| Written instruction |
Output the listing below as a Markdown table with two columns, Row and Text. Put a running row number in Row and each line of the listing in Text, leaving out blank lines.

| Information provided |

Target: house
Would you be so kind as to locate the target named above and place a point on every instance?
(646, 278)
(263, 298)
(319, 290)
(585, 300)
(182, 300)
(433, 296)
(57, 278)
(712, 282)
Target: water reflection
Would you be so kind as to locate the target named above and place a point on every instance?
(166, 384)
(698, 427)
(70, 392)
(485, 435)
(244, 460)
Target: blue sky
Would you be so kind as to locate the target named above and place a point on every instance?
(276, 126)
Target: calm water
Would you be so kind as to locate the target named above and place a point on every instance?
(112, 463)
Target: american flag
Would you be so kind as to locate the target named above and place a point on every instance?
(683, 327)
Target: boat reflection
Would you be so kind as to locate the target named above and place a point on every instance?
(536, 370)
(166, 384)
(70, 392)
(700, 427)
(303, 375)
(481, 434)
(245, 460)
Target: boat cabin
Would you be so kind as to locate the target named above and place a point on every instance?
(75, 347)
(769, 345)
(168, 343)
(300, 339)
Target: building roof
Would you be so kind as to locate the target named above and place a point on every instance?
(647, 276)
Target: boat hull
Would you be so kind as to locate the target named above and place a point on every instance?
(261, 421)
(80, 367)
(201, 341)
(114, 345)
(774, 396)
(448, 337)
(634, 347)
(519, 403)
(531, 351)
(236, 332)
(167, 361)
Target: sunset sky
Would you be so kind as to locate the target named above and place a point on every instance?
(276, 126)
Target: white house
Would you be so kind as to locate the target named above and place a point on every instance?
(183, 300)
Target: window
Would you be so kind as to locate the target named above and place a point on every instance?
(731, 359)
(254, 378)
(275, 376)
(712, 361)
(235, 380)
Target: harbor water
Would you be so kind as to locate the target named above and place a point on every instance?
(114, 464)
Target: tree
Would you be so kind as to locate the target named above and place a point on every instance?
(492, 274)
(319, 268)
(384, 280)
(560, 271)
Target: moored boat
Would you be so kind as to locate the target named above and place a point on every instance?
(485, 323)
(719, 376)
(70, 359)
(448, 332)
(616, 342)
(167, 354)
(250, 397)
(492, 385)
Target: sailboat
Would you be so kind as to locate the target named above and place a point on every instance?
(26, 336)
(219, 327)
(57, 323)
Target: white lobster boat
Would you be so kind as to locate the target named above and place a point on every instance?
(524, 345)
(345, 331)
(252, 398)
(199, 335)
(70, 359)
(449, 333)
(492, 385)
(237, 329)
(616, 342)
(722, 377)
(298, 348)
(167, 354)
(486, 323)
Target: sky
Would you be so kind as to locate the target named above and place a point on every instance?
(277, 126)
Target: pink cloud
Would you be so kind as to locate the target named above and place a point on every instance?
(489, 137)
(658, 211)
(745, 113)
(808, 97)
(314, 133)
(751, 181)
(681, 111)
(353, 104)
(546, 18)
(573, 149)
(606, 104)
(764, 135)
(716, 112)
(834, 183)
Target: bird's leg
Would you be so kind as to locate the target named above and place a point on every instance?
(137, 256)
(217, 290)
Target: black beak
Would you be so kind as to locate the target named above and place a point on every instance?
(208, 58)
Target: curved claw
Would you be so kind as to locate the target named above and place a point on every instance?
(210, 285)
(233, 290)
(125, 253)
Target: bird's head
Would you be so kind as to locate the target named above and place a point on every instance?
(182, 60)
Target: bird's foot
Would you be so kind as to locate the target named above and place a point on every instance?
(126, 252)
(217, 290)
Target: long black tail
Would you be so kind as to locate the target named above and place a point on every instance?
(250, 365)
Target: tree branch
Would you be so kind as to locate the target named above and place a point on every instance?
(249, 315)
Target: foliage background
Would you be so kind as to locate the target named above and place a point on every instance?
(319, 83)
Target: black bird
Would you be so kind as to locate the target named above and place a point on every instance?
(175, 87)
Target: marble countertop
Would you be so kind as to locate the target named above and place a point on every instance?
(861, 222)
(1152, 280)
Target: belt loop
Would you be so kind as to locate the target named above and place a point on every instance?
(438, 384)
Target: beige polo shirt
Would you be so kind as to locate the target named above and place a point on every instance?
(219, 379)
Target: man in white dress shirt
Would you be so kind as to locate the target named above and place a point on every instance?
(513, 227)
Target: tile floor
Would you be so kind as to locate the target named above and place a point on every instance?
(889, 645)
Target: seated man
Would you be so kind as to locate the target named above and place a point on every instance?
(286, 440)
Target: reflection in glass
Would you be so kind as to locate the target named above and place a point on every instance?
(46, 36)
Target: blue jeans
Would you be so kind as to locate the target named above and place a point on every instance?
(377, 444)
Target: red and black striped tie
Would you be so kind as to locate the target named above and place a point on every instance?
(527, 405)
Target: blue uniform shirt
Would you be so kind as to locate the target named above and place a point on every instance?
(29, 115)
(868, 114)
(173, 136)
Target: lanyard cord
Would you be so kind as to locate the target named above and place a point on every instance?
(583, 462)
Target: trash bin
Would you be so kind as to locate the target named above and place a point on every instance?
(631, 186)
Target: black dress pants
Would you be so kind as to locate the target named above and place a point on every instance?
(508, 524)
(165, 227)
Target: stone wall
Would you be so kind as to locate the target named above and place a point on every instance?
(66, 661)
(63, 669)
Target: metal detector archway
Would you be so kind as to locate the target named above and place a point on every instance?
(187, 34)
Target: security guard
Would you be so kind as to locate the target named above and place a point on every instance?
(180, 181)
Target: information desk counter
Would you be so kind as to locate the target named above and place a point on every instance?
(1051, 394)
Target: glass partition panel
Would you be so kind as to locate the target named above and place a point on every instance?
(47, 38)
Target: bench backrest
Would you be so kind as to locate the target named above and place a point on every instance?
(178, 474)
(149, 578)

| Solution |
| Row | Text |
|---|---|
| 1 | Target: house |
| 2 | Would you be so kind as to locate the target named above and place a point on every instance? |
| 3 | (646, 278) |
| 4 | (263, 298) |
| 5 | (319, 290) |
| 6 | (585, 300) |
| 7 | (182, 300) |
| 8 | (433, 296) |
| 9 | (57, 278) |
| 10 | (712, 282) |
| 11 | Target: water reflection |
| 12 | Would you be so kind as to locate the target named above and place a point on every instance? |
| 13 | (166, 384) |
| 14 | (698, 427) |
| 15 | (70, 392) |
| 16 | (485, 435) |
| 17 | (244, 460) |
| 18 | Target: blue sky |
| 19 | Would you be so kind as to locate the target named above and place a point on every instance? |
| 20 | (276, 126) |
| 21 | Target: calm water |
| 22 | Would you be so kind as to locate the target named above and place a point on every instance? |
| 23 | (112, 463) |
| 24 | Target: american flag |
| 25 | Would you be so kind as to locate the target named above and place a point on every instance? |
| 26 | (683, 327) |
| 27 | Target: boat reflection |
| 28 | Would you be so kind as to locate the target named above and place a point on every instance? |
| 29 | (536, 370) |
| 30 | (166, 384) |
| 31 | (70, 392) |
| 32 | (700, 427) |
| 33 | (303, 375) |
| 34 | (481, 434) |
| 35 | (245, 460) |
| 36 | Target: boat cabin |
| 37 | Would you be so kind as to locate the target named above and place a point on every instance? |
| 38 | (75, 347) |
| 39 | (769, 345) |
| 40 | (168, 343) |
| 41 | (300, 339) |
| 42 | Target: building roof |
| 43 | Would you be so kind as to locate the target named above and place a point on every instance? |
| 44 | (647, 276) |
| 45 | Target: boat hull |
| 46 | Would you be so kind as to locate the target named above and place a point on every instance? |
| 47 | (261, 421) |
| 48 | (80, 367) |
| 49 | (201, 341) |
| 50 | (114, 345) |
| 51 | (774, 396) |
| 52 | (448, 337) |
| 53 | (634, 347) |
| 54 | (519, 403) |
| 55 | (531, 351) |
| 56 | (236, 332) |
| 57 | (167, 361) |
| 58 | Target: sunset sky |
| 59 | Would you be so kind as to locate the target named above and place a point on every instance? |
| 60 | (276, 126) |
| 61 | Target: white house |
| 62 | Would you be so kind as to locate the target named above and place a point on every instance? |
| 63 | (183, 300) |
| 64 | Target: window |
| 65 | Would you be so kind as to locate the target named above and place a point on every instance? |
| 66 | (731, 359) |
| 67 | (254, 378) |
| 68 | (275, 376) |
| 69 | (712, 361) |
| 70 | (235, 380) |
| 71 | Target: harbor water |
| 72 | Would you be so kind as to locate the target named above and place a point on every instance? |
| 73 | (114, 464) |
| 74 | Target: tree |
| 75 | Would you be so kind as to locate the target named above and place a point on every instance? |
| 76 | (492, 274) |
| 77 | (319, 268) |
| 78 | (384, 280) |
| 79 | (560, 271) |
| 80 | Target: moored boat |
| 81 | Would you be so kind as to locate the target named above and place a point on every instance? |
| 82 | (485, 323) |
| 83 | (719, 376) |
| 84 | (70, 359) |
| 85 | (448, 332) |
| 86 | (616, 342) |
| 87 | (167, 354) |
| 88 | (250, 397) |
| 89 | (492, 385) |
| 90 | Target: sailboat |
| 91 | Would you be so kind as to locate the target named above and place a point on every instance? |
| 92 | (26, 336) |
| 93 | (219, 327) |
| 94 | (57, 323) |
| 95 | Target: white lobster boat |
| 96 | Would you be so kind as to locate the target named above and place a point on every instance? |
| 97 | (524, 345) |
| 98 | (345, 331) |
| 99 | (252, 398) |
| 100 | (199, 335) |
| 101 | (70, 359) |
| 102 | (449, 333) |
| 103 | (492, 385) |
| 104 | (237, 329) |
| 105 | (616, 342) |
| 106 | (722, 377) |
| 107 | (298, 348) |
| 108 | (167, 354) |
| 109 | (486, 323) |
| 110 | Target: sky |
| 111 | Would you be so kind as to locate the target named above and place a point on every instance? |
| 112 | (277, 126) |
| 113 | Target: pink cloud |
| 114 | Would you be so kind as to locate the target named above and place a point on every instance? |
| 115 | (489, 137) |
| 116 | (658, 211) |
| 117 | (745, 113) |
| 118 | (808, 97) |
| 119 | (314, 133) |
| 120 | (751, 181) |
| 121 | (681, 111) |
| 122 | (353, 104) |
| 123 | (546, 18) |
| 124 | (573, 149) |
| 125 | (606, 104) |
| 126 | (764, 135) |
| 127 | (716, 112) |
| 128 | (834, 183) |
| 129 | Target: bird's leg |
| 130 | Would you be so kind as to locate the target named above and place a point on every instance? |
| 131 | (137, 256) |
| 132 | (217, 290) |
| 133 | Target: black beak |
| 134 | Would you be so kind as to locate the target named above and place a point on every instance? |
| 135 | (208, 58) |
| 136 | Target: curved claw |
| 137 | Would you be so kind as to locate the target named above and place a point on every instance? |
| 138 | (210, 285) |
| 139 | (233, 290) |
| 140 | (125, 253) |
| 141 | Target: bird's head |
| 142 | Would you be so kind as to locate the target named above and place a point on every instance? |
| 143 | (182, 60) |
| 144 | Target: bird's foot |
| 145 | Would you be so kind as to locate the target named above and place a point on every instance? |
| 146 | (126, 252) |
| 147 | (217, 290) |
| 148 | Target: long black tail |
| 149 | Would you be so kind as to locate the target named above and place a point on every instance? |
| 150 | (250, 365) |
| 151 | Target: tree branch |
| 152 | Would you be so kind as to locate the target named above and place a point on every instance? |
| 153 | (249, 315) |
| 154 | Target: foliage background |
| 155 | Would you be so kind as to locate the target named above and place a point on every instance? |
| 156 | (319, 83) |
| 157 | Target: black bird |
| 158 | Would you be so kind as to locate the target named above and place a point on every instance? |
| 159 | (175, 87) |
| 160 | Target: marble countertop |
| 161 | Would you be so kind as to locate the target named above and place a point on every instance? |
| 162 | (861, 222) |
| 163 | (1152, 280) |
| 164 | Target: belt loop |
| 165 | Would you be so kind as to locate the target named above and place a point on every instance? |
| 166 | (438, 384) |
| 167 | Target: beige polo shirt |
| 168 | Would you be so kind as to locate the target named above and place a point on every instance? |
| 169 | (219, 379) |
| 170 | Target: man in white dress shirt |
| 171 | Would you be so kind as to locate the target named above and place a point on every instance? |
| 172 | (513, 227) |
| 173 | Target: tile floor |
| 174 | Would you be so kind as to locate the target named above and place a point on every instance? |
| 175 | (889, 645) |
| 176 | Target: seated man |
| 177 | Would you be so kind as to locate the target named above and place a point on every instance? |
| 178 | (286, 440) |
| 179 | Target: reflection in glass |
| 180 | Would you be so kind as to locate the target named above and place a point on every instance? |
| 181 | (46, 36) |
| 182 | Target: blue jeans |
| 183 | Would you be so kind as to locate the target named above and place a point on every instance? |
| 184 | (377, 444) |
| 185 | Target: red and black striped tie |
| 186 | Would you be so kind as to locate the target named above and place a point on every instance? |
| 187 | (527, 405) |
| 188 | Target: blue uniform shirt |
| 189 | Would you be so kind as to locate the target named above and place a point on every instance? |
| 190 | (29, 115) |
| 191 | (868, 114) |
| 192 | (173, 136) |
| 193 | Target: lanyard cord |
| 194 | Would you be so kind as to locate the target named above and place a point on every instance? |
| 195 | (583, 462) |
| 196 | Target: trash bin |
| 197 | Would you be so kind as to locate the target named above and place a point on every instance? |
| 198 | (631, 186) |
| 199 | Target: black dress pants |
| 200 | Would you be so kind as to locate the target named above and place a point on every instance? |
| 201 | (508, 524) |
| 202 | (165, 227) |
| 203 | Target: stone wall |
| 204 | Would you be so kind as to locate the target named above and place a point on every instance? |
| 205 | (66, 661) |
| 206 | (63, 669) |
| 207 | Target: metal detector archway |
| 208 | Would you be so kind as to locate the target named above and place a point on every instance? |
| 209 | (187, 34) |
| 210 | Target: security guard |
| 211 | Would you be so kind as to locate the target named above and place a point on every instance? |
| 212 | (180, 181) |
| 213 | Target: information desk counter |
| 214 | Would you be so kind as to locate the target named above and place a point on every instance? |
| 215 | (1051, 394) |
| 216 | Target: glass partition panel |
| 217 | Would you be so kind as to locate the target named above and place a point on every instance? |
| 218 | (47, 38) |
| 219 | Target: bench backrest |
| 220 | Would you be so kind as to locate the target named above and place a point on every instance? |
| 221 | (178, 474) |
| 222 | (149, 578) |